ARTICLE →
☆ ☆ ☆ ☆ ☆
This is an old revision of the document!

ADMB Framework : Synthetic Data

Here we describe how synthetic data is generated, which is useful when testing various models and admb code.

The Model

The ADMB framework is first tested on synthetic data. In the first step, we start with a simple model, which is the same (simple) model used for real data:

N_i,t	=	(N_i,t-1-C_i,t-1)e^-M	[1]
f(N_i,0,q_k,s,M)	=	-(2s²)^-1[ln(I_i,t,k)-ln(q_kN_i,t)]²-ln(s)	[2]

We generate synthetic data using parameters in Table 1. Next, we attempt to recover the parameters using the objective function defined in [2]

Table 1: Data model parameters

Parameter	Description	Dimension
N_i,0	Recruitment for cohort i	m-by-1
M	Natural mortality	Scalar
C_i,t	Catch of indivduals in cohort i, at age t	m-by-(maxage+1)
I_i,t,k	Survey index for cohort i, at age t, by survey k	At most m-by-(maxage+1)-by-num_surveys
s	Standard deviation for I	Scalar
q_k	Catchability of survey k	1-by-num_surveys

Assumptions

The number of cohorts m, N_i,0, the number of surveys, the catchabilities q_k, s and M are input by the user. The catch is randomly generated (see formula below), and the survey indices are generated to comply with the model's statistical assumption that:

Implementation and Coding

Data can be generated using the following code:

NOTE: The line

  CC(i-1,j) = rand(1,1) * cfactor/n * N(i-1,j);

…should probably be changed to be independent of n and have less variance.
☆ ☆ ☆ ☆ ☆
GIVEN REQUEST 1 →
Answer these questions about the ADMB synthetic data page, with each answer on its own line and marked with the same letter:
(a) What does the parameter M describe in Table 1?
(b) How is the catch produced when synthetic data is made?
(c) What does the note say the line of code setting CC(i-1,j) should probably be changed to?
GIVEN REQUEST 2 →
Resume the ADMB synthetic data page, picking up right after its final sentence.
The lines that come next are separate material and have nothing to do with the ADMB synthetic data page.
☆ ☆ ☆ ☆ ☆
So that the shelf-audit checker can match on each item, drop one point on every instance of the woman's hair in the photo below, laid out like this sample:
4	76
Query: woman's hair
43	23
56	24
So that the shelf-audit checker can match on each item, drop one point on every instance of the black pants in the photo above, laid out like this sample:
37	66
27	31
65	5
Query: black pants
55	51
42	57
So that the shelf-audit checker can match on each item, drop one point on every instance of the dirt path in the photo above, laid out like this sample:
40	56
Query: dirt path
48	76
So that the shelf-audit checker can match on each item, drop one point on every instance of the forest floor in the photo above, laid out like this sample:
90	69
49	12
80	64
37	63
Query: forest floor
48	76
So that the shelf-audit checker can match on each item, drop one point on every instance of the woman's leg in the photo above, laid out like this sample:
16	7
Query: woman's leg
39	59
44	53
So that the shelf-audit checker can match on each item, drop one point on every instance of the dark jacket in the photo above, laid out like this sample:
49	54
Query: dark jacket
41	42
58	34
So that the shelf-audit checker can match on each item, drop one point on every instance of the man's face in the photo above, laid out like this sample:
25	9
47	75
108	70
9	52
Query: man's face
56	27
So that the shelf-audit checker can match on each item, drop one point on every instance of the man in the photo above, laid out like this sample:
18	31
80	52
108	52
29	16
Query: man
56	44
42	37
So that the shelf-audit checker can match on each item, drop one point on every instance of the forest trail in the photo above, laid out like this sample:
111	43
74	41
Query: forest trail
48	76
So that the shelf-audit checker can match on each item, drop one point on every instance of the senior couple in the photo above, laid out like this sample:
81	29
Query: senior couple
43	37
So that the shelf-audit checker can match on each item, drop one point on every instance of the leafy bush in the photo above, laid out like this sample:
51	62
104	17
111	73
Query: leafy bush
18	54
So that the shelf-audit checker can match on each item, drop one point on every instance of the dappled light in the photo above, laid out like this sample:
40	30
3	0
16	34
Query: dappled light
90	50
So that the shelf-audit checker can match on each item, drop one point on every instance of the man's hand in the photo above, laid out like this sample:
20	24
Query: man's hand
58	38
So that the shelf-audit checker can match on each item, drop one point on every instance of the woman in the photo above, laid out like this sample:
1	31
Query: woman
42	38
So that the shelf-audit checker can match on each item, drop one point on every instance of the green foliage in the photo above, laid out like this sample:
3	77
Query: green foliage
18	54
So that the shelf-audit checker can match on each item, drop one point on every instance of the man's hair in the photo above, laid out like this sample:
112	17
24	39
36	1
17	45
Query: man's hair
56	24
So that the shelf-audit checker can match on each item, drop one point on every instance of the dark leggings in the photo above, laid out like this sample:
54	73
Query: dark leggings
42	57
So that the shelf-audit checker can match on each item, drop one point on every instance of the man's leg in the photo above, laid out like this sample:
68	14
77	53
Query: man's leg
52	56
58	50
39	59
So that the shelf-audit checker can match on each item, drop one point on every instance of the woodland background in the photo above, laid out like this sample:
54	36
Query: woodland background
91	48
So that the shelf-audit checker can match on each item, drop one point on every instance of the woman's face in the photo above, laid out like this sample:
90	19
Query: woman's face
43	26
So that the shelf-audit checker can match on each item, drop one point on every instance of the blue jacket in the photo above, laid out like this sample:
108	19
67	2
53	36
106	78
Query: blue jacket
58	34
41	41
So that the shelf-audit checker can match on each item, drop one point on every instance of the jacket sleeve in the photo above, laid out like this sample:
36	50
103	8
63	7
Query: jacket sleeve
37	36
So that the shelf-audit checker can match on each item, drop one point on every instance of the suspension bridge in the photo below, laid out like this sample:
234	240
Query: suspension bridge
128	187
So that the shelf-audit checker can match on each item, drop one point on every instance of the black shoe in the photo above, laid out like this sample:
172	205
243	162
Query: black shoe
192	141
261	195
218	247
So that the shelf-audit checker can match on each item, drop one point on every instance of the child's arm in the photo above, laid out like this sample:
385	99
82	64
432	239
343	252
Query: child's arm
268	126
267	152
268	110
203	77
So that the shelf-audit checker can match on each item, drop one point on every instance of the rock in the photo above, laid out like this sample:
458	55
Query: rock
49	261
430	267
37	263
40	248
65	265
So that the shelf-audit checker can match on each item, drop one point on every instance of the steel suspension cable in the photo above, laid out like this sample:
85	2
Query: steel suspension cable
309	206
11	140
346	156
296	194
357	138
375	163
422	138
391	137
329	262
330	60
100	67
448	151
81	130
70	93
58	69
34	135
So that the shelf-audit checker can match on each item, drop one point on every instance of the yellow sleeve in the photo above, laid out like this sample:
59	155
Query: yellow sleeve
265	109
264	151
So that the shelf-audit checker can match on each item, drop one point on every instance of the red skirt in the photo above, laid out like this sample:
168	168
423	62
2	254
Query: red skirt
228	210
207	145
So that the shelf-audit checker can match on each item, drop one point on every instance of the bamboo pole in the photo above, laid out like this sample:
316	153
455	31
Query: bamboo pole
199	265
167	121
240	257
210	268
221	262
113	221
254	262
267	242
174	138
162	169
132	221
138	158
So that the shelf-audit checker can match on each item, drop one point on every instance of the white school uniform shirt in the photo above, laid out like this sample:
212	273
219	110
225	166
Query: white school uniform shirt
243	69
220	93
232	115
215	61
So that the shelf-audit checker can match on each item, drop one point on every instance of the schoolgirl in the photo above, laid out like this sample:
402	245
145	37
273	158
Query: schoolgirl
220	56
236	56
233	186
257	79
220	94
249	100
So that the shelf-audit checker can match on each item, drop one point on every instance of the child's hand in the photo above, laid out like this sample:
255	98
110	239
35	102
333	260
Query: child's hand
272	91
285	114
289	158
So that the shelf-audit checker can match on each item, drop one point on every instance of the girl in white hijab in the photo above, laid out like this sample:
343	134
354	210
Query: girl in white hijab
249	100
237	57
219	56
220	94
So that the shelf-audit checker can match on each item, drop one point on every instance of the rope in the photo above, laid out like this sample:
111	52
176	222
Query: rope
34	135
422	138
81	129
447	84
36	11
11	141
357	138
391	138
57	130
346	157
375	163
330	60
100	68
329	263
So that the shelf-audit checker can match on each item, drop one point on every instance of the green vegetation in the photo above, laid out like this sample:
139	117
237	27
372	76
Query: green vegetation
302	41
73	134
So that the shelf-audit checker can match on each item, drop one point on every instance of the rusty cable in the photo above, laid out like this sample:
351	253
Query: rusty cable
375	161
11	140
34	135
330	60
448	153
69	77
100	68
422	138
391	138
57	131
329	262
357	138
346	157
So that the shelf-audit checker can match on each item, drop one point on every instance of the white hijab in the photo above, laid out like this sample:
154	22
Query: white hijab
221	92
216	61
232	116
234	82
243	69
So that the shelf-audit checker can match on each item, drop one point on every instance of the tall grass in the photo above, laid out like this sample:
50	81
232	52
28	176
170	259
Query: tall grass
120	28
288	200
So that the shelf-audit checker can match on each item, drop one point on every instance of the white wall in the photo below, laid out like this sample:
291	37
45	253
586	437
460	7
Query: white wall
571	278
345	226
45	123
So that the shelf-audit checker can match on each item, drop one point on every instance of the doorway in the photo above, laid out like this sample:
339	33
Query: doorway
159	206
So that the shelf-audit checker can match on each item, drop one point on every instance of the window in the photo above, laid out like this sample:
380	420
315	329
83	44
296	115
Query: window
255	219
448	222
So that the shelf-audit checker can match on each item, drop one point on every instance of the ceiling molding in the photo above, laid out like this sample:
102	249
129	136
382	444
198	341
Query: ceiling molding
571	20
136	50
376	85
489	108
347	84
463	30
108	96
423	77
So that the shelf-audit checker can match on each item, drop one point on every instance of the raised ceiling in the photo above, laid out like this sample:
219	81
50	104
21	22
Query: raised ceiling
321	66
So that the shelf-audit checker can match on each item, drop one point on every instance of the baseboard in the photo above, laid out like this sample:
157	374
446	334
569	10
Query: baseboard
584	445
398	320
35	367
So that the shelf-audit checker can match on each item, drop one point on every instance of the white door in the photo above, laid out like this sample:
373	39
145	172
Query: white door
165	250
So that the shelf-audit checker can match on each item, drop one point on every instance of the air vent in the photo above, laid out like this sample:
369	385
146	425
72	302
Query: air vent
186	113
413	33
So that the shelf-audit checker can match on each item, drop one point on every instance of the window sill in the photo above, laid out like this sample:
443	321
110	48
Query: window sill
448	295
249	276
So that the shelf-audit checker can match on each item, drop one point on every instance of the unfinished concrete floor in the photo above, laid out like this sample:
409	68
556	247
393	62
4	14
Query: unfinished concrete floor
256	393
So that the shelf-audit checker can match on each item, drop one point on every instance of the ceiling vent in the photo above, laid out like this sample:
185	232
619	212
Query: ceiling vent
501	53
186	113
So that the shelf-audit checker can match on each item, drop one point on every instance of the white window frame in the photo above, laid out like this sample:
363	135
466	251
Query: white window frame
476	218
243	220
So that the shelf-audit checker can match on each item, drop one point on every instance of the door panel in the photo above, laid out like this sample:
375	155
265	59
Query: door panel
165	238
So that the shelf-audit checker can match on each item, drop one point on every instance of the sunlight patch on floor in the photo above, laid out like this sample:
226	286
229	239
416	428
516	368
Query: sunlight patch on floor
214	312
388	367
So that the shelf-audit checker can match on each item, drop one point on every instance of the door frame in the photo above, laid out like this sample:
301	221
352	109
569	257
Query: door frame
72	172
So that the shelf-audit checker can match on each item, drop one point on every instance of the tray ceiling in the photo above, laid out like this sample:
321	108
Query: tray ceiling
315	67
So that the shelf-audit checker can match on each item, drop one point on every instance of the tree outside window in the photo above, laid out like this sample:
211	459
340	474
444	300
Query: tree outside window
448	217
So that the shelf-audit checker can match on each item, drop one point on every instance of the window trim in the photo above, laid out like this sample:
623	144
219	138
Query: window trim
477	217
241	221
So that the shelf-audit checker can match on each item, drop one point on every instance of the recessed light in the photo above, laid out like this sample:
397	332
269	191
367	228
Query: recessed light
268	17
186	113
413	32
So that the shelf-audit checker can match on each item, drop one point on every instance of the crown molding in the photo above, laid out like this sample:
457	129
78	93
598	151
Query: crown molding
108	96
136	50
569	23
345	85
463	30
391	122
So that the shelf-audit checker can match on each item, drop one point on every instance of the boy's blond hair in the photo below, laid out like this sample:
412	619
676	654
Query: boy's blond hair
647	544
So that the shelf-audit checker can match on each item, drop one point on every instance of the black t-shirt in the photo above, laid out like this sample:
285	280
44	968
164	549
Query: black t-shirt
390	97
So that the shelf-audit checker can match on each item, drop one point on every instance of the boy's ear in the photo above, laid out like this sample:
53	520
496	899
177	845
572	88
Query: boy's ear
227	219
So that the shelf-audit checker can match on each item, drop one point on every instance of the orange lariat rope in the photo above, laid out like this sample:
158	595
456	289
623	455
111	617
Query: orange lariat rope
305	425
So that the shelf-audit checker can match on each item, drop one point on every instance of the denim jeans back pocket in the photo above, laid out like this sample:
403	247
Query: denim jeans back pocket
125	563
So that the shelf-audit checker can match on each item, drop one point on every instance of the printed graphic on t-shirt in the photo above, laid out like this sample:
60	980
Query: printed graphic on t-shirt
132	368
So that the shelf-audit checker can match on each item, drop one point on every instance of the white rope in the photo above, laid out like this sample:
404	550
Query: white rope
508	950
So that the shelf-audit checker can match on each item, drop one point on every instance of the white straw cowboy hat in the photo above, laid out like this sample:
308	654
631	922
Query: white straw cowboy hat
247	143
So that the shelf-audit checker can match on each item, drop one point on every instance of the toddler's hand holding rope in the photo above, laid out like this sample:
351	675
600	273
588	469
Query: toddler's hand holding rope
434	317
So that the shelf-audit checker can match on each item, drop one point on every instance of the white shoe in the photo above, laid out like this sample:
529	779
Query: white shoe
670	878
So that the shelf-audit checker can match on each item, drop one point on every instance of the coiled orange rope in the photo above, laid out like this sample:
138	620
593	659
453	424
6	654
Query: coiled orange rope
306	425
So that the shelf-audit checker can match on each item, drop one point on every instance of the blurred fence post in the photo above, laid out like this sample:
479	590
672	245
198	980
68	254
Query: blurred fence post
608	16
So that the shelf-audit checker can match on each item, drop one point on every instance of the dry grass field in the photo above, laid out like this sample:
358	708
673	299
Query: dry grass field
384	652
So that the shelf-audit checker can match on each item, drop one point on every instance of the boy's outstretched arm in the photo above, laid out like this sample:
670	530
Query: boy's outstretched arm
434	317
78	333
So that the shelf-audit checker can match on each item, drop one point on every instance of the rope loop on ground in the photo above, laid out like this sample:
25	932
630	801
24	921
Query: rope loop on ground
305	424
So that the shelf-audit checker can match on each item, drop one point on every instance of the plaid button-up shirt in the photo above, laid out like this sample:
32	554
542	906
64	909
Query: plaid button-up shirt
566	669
☆ ☆ ☆ ☆ ☆
FINAL ANSWER 1 →
(a) Natural mortality.
(b) It is randomly generated.
(c) It should be independent of n and have less variance.

FINAL ANSWER 2 →
generate_data.m

function N = generate_data(N0,q,s,M, filename, cohorts, years, surveys, requested_observations,year_offset,in_cfactor);
% filegenerator(N0,q,s,M, filename, cohorts, years, surveys, observations, year_offset, cfactor)
%
% Generates .dat file for cod problem. 
%
% VERSION WITH SIMPLE MODEL - no random effects, and just one M!
%
% Written by Lennart Frimannslund
 
if (exist('year_offset','var')==0 | length(year_offset) == 0),
  year_offset = 1980;
end;
 
% Generate filename if not specified
if (exist('filename','var') == 0 | length(filename) == 0),
  c = clock;
  filename = sprintf('herring-%s-%02d.%02d.%02d',date,c(4),c(5), ...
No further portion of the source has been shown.